**Goal 1**.
Copy out the rows below the guide verbatim, beginning at the line that contains "on the white" and ending with the final line of the rows.

**Given text**.
════════════════════
Revenue Recognition Readiness Guide for Privately Held Retail Companies

On May 28, 2014, the Financial Accounting Standards Board (FASB) and the International Accounting Standards Board (IASB) issued converged guidance on recognizing revenue in contracts with customers. The new guidance—FASB ASC 606 or IFRS 15, the IASB’s comparable standard—replaces substantially all existing U.S. Generally Accepted Accounting Principles (GAAP) on this topic.

While the compliance deadline for public organizations has already passed, nonpublic organizations must apply the new revenue standard to annual reporting periods beginning after Dec. 15, 2018.

Not sure where to start? Use this guide to gauge your readiness and prioritize next steps ahead of the December deadline, and remember to communicate regularly with your investors, lenders, analysts, and other stakeholders to set proper expectations.

 

Revenue recognition guide

Use these five steps as a starting point to gauge your readiness and prioritize next steps ahead of the deadline. Remember to communicate regularly with your investors, lenders, analysts, and other stakeholders to set proper expectations.

Note that these five steps do not directly correlate with the five steps of the new revenue recognition model, but rather, represent a recommended process for overall implementation.


STEP 1: Understand, scope and plan

  • Understand the new standard’s requirements. Confirm your understanding with your auditor.

  • Determine what, if any, new information needs to be gathered to comply with the standard.

  • Assess whether your organization’s existing systems, internal controls, and processes are adequate or if new systems and tools are required.

  • Look beyond financial reporting to determine how the new standard may affect other aspects of your business, including marketing, sales, and pricing.

  • Assess the tax implications of the new standard. If your company uses U.S. GAAP to determine revenue recognition for income tax purposes, the changes in timing of revenue recognition may result in changes to your current taxable income. It may also impact your organization’s deferred taxes.
════════════════════
**Goal 2**.
According to the revenue recognition guide, to which reporting periods must nonpublic organizations first apply the new revenue standard?

**Material to process**.
════════════════════
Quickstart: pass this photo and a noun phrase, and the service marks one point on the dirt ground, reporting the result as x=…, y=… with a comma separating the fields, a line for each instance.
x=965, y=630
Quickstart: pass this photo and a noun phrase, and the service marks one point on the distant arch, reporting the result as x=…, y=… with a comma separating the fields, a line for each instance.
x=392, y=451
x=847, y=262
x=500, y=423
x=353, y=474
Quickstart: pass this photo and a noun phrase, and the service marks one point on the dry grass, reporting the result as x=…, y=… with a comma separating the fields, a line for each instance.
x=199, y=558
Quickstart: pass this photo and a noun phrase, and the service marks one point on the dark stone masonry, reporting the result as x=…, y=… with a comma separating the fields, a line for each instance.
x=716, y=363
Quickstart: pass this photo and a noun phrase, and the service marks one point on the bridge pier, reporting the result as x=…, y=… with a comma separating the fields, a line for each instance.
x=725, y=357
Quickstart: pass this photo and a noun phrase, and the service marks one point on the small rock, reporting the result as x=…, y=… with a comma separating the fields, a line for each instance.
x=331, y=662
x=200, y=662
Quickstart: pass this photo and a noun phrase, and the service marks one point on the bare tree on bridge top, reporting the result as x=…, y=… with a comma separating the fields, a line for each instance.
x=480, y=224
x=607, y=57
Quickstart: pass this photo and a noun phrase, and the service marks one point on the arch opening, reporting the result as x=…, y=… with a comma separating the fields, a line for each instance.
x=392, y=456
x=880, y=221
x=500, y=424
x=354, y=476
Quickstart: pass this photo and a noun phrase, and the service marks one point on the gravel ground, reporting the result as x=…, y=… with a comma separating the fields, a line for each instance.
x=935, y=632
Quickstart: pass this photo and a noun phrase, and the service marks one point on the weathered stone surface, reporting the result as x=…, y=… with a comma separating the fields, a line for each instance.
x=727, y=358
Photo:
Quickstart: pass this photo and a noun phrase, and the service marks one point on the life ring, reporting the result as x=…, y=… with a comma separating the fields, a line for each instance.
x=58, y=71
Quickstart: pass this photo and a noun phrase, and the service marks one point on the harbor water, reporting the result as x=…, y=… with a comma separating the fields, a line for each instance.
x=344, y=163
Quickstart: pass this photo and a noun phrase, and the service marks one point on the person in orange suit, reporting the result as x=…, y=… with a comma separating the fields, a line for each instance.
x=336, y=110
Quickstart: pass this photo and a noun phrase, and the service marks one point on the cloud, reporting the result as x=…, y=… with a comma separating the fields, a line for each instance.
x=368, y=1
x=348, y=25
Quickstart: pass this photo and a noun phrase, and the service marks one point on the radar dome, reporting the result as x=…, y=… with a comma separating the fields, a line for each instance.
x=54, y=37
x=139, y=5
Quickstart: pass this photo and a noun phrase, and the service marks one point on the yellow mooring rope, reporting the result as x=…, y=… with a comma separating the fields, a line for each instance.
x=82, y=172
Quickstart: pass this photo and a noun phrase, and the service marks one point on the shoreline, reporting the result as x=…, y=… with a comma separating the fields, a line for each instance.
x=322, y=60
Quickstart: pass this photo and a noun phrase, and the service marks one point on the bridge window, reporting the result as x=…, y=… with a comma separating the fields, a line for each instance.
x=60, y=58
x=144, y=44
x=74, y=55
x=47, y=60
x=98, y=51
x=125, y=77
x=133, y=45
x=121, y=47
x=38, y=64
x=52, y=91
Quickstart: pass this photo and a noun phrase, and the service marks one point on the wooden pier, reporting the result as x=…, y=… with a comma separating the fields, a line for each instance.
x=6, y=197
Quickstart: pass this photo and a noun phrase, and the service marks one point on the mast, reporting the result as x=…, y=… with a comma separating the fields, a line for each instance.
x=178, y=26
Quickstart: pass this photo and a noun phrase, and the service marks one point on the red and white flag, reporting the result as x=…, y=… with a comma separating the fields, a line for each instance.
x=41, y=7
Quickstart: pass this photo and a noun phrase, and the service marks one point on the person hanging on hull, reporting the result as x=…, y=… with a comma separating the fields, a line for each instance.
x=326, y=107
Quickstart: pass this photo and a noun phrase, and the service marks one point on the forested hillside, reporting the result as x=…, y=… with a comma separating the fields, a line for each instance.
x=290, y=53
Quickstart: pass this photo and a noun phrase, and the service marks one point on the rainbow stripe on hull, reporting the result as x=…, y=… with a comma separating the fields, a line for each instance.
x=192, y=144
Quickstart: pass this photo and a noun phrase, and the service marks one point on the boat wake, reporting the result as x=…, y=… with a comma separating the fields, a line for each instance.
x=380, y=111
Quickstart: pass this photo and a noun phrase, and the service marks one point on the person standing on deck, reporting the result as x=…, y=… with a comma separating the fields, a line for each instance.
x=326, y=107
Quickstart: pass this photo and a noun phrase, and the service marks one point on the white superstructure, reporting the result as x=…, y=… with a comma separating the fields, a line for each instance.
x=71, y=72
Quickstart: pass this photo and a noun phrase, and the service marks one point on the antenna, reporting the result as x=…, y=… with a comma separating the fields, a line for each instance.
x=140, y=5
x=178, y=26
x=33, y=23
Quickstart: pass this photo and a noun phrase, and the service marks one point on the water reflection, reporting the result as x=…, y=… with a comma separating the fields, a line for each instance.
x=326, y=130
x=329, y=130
════════════════════
**Exercise response 1**.
Quickstart: pass this photo and a noun phrase, and the service marks one point on the white superstructure, reporting the result as x=…, y=… with a comma separating the fields, a line for each instance.
x=71, y=72
Quickstart: pass this photo and a noun phrase, and the service marks one point on the antenna, reporting the result as x=…, y=… with a comma separating the fields, a line for each instance.
x=140, y=5
x=178, y=26
x=33, y=23
Quickstart: pass this photo and a noun phrase, and the service marks one point on the water reflection, reporting the result as x=…, y=… with a comma separating the fields, a line for each instance.
x=326, y=130
x=329, y=130

**Exercise response 2**.
Annual reporting periods beginning after Dec. 15, 2018.